<<<<

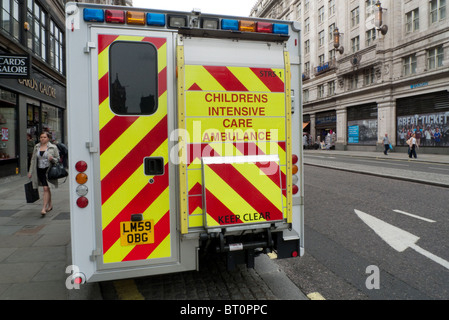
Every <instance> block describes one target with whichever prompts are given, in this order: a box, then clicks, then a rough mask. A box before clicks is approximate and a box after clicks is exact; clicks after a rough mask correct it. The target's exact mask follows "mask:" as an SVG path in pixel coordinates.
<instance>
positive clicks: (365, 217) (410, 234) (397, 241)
mask: <svg viewBox="0 0 449 320" xmlns="http://www.w3.org/2000/svg"><path fill="white" fill-rule="evenodd" d="M354 212H355V213H356V214H357V216H358V217H359V218H360V219H362V221H363V222H365V223H366V224H367V225H368V226H369V227H370V228H371V229H373V231H374V232H375V233H376V234H377V235H378V236H379V237H381V238H382V240H384V241H385V242H386V243H388V245H390V246H391V247H392V248H393V249H395V250H396V251H398V252H403V251H404V250H405V249H407V248H412V249H413V250H415V251H416V252H418V253H420V254H422V255H423V256H425V257H427V258H429V259H430V260H432V261H434V262H436V263H438V264H440V265H442V266H443V267H445V268H446V269H449V262H448V261H446V260H444V259H442V258H440V257H438V256H436V255H434V254H433V253H430V252H429V251H427V250H424V249H423V248H421V247H419V246H418V245H416V242H417V241H418V240H419V237H417V236H415V235H413V234H411V233H410V232H407V231H404V230H402V229H399V228H398V227H395V226H393V225H391V224H389V223H386V222H385V221H382V220H380V219H377V218H375V217H373V216H371V215H369V214H367V213H365V212H362V211H360V210H357V209H354Z"/></svg>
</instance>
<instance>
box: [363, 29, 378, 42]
mask: <svg viewBox="0 0 449 320" xmlns="http://www.w3.org/2000/svg"><path fill="white" fill-rule="evenodd" d="M365 39H366V46H367V47H369V46H370V45H372V44H373V43H374V41H375V40H376V29H375V28H373V29H371V30H368V31H367V32H366V35H365Z"/></svg>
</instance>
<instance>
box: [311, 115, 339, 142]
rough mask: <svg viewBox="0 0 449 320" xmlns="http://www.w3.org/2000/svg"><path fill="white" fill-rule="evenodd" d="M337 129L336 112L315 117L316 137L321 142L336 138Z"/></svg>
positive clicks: (315, 133)
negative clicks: (332, 138)
mask: <svg viewBox="0 0 449 320" xmlns="http://www.w3.org/2000/svg"><path fill="white" fill-rule="evenodd" d="M336 129H337V113H336V111H335V110H331V111H326V112H320V113H317V114H316V116H315V137H316V140H319V141H320V142H323V141H325V138H326V137H327V136H328V135H330V136H332V135H333V136H335V134H336V131H337V130H336Z"/></svg>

>>>>

Copy out every line of the rows above word for word, leaving out the pictures.

Every <instance> block describes one target with whichever prompts are given, in this order: a box, then clicks, then a rough mask. A box before clicks is approximate and a box after clicks is exact; clicks after a rough mask correct it. The target's exact mask follows "mask:" as an SVG path in pixel coordinates.
<instance>
positive clicks: (365, 217) (410, 234) (397, 241)
mask: <svg viewBox="0 0 449 320" xmlns="http://www.w3.org/2000/svg"><path fill="white" fill-rule="evenodd" d="M354 212H355V213H356V214H357V216H358V217H359V218H360V219H362V221H363V222H365V223H366V224H367V225H368V226H369V227H370V228H371V229H373V231H374V232H375V233H376V234H377V235H378V236H379V237H381V238H382V240H384V241H385V242H386V243H388V245H390V246H391V247H392V248H393V249H395V250H396V251H398V252H403V251H404V250H405V249H407V248H412V249H413V250H415V251H416V252H418V253H420V254H422V255H423V256H425V257H427V258H429V259H430V260H432V261H434V262H436V263H438V264H440V265H442V266H443V267H445V268H446V269H449V262H448V261H446V260H444V259H442V258H440V257H438V256H436V255H434V254H433V253H430V252H429V251H427V250H424V249H423V248H421V247H419V246H418V245H416V242H417V241H418V240H419V237H417V236H415V235H413V234H411V233H410V232H407V231H404V230H402V229H399V228H398V227H395V226H393V225H391V224H389V223H386V222H385V221H382V220H380V219H377V218H375V217H373V216H371V215H369V214H367V213H365V212H362V211H360V210H357V209H354Z"/></svg>
</instance>
<instance>
box: [363, 29, 378, 42]
mask: <svg viewBox="0 0 449 320" xmlns="http://www.w3.org/2000/svg"><path fill="white" fill-rule="evenodd" d="M365 39H366V46H367V47H369V46H370V45H372V44H373V43H374V41H375V40H376V29H375V28H373V29H371V30H368V31H367V32H366V35H365Z"/></svg>
</instance>
<instance>
box: [311, 115, 339, 142]
rough mask: <svg viewBox="0 0 449 320" xmlns="http://www.w3.org/2000/svg"><path fill="white" fill-rule="evenodd" d="M337 129L336 112L315 117L316 137L321 142L336 138Z"/></svg>
positive clicks: (315, 133)
negative clicks: (332, 138)
mask: <svg viewBox="0 0 449 320" xmlns="http://www.w3.org/2000/svg"><path fill="white" fill-rule="evenodd" d="M336 129H337V113H336V111H335V110H331V111H326V112H320V113H317V114H316V116H315V137H316V140H319V141H320V142H323V141H325V138H326V137H327V136H328V135H330V136H332V135H333V136H335V134H336V131H337V130H336Z"/></svg>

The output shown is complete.